> _WHAT IS REQUIRED_:
Copy every line of the listing below verbatim, changing nothing.

> _DATA SHOWN_:
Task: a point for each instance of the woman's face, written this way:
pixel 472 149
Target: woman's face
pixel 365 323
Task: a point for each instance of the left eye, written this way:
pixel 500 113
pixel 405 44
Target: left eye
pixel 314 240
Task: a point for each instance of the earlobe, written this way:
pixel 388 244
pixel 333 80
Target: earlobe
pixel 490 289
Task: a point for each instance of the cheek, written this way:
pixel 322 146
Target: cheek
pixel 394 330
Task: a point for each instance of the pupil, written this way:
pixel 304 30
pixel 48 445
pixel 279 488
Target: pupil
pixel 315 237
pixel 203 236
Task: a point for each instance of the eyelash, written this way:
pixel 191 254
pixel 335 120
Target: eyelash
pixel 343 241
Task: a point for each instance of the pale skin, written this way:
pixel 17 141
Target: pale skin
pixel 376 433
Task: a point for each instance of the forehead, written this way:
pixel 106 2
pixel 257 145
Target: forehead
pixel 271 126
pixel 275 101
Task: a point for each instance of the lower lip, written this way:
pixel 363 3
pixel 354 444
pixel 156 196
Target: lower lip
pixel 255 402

> _THE OUTPUT_:
Task: a point for each instance of the woman's face, written this way:
pixel 472 149
Target: woman's face
pixel 365 323
Task: a point for each instance of the left eye, written this way:
pixel 500 113
pixel 405 44
Target: left eye
pixel 314 240
Task: a point for each instance of the earlobe, written this way:
pixel 388 244
pixel 333 80
Target: earlobe
pixel 490 289
Task: a point for each instance of the cheek, written this way:
pixel 322 146
Target: cheek
pixel 394 330
Task: a point for each instance of the pupil, written this way:
pixel 304 30
pixel 48 445
pixel 279 488
Target: pupil
pixel 315 237
pixel 203 236
Task: a point for each instance of the eyelash, written this way:
pixel 191 254
pixel 335 120
Target: eyelash
pixel 343 241
Task: a point for each instance of the pale skin, written this way:
pixel 17 141
Target: pale skin
pixel 376 433
Task: a point for each instance of the forehead, written this way:
pixel 106 2
pixel 257 145
Target: forehead
pixel 271 126
pixel 275 101
Task: a point for each instance of the lower lip, written this way:
pixel 363 3
pixel 354 444
pixel 156 196
Target: lower lip
pixel 255 402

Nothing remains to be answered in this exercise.